Selected passage:

--

When, in Pagliacci, reality intrudes on performance as offstage passions break the fourth wall, not Carry On... comedy but gruesome violence ensues. The coupling of these pieces, both preoccupied with masquerade and both fuelled by male possessiveness, makes for a piquantly sweet-bitter evening. If, in the end, Wolf-Ferrari’s clever spun-sugar confection somewhat melts in close proximity to the blazing furnace of Leoncavallo’s verismo tragedy, all credit to OHP for this mind-stretching, and ear-pleasing, alignment. On with the motley, and out with the fags. John Wilkie’s production of Il Segreto di Susanna proved a hit on its initial outing in 2019. This revival, with its nicely detailed Twenties decor (designed by takis) and its Count in a lurid pink suit, reminds us from the off that this fairy-tale of domestic mix-ups and mishaps will wave a magic wand over any authentic human feelings that arise. 

Clare Presland, as Susanna, and Richard Burkhard’s Gil (pictured above), both do a fine job of treading this tightrope between frivolity and sincerity, play and truth. In Wolf-Ferrari’s deliciously sophisticated pastiche score, nods to Verdi, Bellini or Puccini finally yield, as Susanna lights up, to full-on Tristan-style ecstasy in the swooning strings.

His music calls for the principals to throw their heart into wittily crafted arias and duets of devotion or suspicion even as they (as it were) wink knowingly out at the audience. When Gil serenades Susanna with memories of the night they fell in love, or she pleads forgiveness for the scandalous “passion that neither willpower nor sense than master”, Presland and Burkhard smartly modified this lyric grace with the just right touch of deflating mischief. Prominent on the Holland Park stage, conductor John Andrews and the City of London Sinfonia found all the tang and relish in a score packs authentic – if, for 1909, nostalgic – grace and charm into its almost-parodic fun. 

Meanwhile, as the non-singing servant Sante, John Savournin bustled and manoeuvred with a silent-movie agility. To have shown Susanna intimately involved not just with a clandestine box of Balkan sobranies but the wordless, unbiquitous Sante himself might have pushed this intermezzo deeper into Pagliacci territory. But we had enough turmoil in store...Updated a few decades from 1892, when it premiered, Martin Lloyd-Evans’s Pagliacci begins with the old clown Tonio’s ominous prologue as the troupe of actors haul their suitcases into this run-down Mezzogiorno town where they will ply their old-fashioned commedia del’arte trade. Lloyd-Evans, and designer Bridget Kimak, make effective use of OHP’s wide stage fronted by a sort of racetrack that circles the orchestra. Conducting, Francesco Cilluffo drew well-salted flavour and texture from the CLS, his unapologetically big, brash sound at climactic moments alternating with gently eloquent interlude from woods and strings. In set-piece crowd scenes, notably the bell-filled vespers, the excellent OHP chorus – along with ten busy child singers – helped fix a mood of bedraggled excitement.

--

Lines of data
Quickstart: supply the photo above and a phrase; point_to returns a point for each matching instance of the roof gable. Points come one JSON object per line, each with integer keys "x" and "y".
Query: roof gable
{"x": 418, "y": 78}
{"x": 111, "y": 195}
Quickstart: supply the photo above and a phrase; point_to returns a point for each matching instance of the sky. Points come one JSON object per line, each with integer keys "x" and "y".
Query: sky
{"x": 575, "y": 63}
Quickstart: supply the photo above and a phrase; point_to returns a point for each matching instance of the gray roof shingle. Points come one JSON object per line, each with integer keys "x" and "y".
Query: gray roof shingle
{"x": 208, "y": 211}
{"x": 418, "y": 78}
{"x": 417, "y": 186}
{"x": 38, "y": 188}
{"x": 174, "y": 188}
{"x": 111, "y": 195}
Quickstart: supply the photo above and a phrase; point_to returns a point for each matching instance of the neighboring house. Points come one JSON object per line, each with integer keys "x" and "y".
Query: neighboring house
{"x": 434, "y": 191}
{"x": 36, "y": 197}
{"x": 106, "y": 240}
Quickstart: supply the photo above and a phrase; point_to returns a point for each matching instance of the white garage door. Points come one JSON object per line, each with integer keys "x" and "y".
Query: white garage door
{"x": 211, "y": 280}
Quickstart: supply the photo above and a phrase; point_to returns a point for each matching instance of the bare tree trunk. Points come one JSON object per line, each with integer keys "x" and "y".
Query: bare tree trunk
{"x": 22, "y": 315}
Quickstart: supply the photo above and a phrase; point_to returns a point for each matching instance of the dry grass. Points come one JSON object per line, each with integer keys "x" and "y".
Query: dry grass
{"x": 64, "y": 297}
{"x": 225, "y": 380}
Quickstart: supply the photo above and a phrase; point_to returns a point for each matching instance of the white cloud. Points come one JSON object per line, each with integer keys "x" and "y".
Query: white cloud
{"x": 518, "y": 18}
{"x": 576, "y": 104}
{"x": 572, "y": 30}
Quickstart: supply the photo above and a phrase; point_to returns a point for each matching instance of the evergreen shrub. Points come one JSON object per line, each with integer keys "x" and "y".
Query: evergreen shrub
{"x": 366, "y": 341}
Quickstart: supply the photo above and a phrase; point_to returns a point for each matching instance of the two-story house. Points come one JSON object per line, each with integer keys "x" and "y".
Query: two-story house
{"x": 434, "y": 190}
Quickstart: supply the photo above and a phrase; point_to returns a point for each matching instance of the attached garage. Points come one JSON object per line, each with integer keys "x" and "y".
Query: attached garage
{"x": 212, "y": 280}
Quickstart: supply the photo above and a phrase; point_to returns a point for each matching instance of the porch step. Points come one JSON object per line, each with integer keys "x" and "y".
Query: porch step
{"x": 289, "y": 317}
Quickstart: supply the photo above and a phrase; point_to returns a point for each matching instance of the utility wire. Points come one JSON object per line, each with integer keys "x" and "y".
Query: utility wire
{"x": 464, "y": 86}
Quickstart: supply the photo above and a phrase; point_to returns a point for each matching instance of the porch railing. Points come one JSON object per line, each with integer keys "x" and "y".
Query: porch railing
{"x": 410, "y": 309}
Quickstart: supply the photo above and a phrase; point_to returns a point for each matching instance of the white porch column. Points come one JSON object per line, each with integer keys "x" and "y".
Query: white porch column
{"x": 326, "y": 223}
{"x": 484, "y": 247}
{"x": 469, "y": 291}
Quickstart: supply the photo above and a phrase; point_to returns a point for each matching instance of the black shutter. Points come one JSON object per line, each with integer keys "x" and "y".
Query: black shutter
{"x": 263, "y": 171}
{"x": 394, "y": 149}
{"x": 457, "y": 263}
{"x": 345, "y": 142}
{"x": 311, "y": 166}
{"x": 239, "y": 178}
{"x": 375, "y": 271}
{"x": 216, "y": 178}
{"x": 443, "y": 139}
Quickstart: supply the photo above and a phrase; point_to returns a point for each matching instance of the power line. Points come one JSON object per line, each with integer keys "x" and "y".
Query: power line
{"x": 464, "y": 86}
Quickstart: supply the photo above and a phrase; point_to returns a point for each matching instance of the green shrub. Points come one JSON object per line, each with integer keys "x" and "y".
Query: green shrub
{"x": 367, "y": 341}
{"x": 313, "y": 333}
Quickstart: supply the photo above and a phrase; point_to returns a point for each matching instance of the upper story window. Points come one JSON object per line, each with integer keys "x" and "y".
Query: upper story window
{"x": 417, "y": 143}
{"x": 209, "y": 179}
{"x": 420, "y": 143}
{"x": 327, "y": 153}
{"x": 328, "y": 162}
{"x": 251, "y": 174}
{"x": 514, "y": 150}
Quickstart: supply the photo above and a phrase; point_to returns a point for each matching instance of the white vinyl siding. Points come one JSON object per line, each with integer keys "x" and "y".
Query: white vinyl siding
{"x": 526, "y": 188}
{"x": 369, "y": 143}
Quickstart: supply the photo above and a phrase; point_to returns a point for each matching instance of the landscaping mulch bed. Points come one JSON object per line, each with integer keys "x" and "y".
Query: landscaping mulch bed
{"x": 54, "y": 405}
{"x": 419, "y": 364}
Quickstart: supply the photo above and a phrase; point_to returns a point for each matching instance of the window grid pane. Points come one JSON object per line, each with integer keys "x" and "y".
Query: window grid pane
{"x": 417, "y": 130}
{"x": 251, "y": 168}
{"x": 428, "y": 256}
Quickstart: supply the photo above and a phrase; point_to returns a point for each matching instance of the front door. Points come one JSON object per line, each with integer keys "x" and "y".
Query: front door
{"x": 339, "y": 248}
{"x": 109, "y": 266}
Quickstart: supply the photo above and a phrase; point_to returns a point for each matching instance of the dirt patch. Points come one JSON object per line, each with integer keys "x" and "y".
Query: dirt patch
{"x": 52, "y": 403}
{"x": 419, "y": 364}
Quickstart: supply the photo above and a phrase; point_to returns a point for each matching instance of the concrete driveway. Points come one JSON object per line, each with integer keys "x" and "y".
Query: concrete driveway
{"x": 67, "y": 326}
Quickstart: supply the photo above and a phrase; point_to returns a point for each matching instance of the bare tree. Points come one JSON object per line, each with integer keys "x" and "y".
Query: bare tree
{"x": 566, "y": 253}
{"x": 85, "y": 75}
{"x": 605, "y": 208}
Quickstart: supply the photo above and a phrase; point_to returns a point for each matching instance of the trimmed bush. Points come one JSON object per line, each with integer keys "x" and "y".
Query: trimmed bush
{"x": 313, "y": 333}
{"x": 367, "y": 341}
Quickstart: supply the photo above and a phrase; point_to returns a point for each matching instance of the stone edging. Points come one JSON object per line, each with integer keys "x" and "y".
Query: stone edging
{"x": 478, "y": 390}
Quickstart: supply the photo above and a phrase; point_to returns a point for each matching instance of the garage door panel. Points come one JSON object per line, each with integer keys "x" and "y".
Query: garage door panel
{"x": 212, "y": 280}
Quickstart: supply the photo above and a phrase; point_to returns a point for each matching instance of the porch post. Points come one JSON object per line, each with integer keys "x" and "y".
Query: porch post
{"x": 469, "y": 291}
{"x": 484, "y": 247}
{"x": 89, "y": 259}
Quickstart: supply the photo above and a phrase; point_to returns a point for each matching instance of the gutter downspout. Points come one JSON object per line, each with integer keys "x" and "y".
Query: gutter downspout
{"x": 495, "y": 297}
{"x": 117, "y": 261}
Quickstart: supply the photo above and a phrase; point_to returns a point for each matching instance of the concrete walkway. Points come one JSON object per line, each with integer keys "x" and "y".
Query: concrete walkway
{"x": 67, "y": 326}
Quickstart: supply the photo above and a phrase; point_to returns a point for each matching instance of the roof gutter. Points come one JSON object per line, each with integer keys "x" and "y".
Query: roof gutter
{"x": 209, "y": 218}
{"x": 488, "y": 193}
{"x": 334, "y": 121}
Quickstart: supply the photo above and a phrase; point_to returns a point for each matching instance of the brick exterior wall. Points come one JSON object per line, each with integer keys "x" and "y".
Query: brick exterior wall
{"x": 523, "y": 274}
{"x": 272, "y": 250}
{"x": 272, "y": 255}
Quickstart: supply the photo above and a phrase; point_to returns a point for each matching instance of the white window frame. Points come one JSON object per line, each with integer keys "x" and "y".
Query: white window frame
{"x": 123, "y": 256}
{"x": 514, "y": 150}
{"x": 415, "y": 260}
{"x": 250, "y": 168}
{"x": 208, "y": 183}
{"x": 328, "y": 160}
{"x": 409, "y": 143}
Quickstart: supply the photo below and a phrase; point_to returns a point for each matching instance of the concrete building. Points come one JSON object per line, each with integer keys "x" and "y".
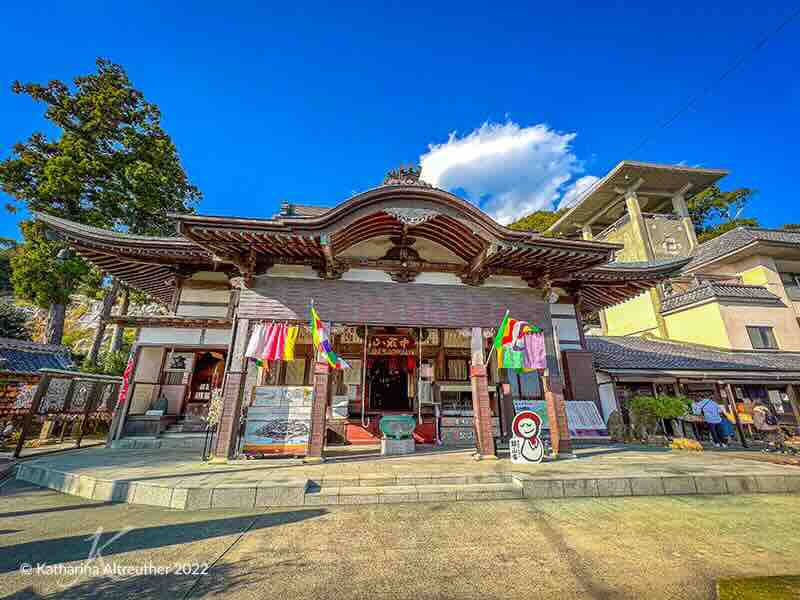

--

Written request: Name every composer mentioned in the opera review. Rely only on the opera review to complete this.

Full answer: Wolf-Ferrari, Leoncavallo, Verdi, Bellini, Puccini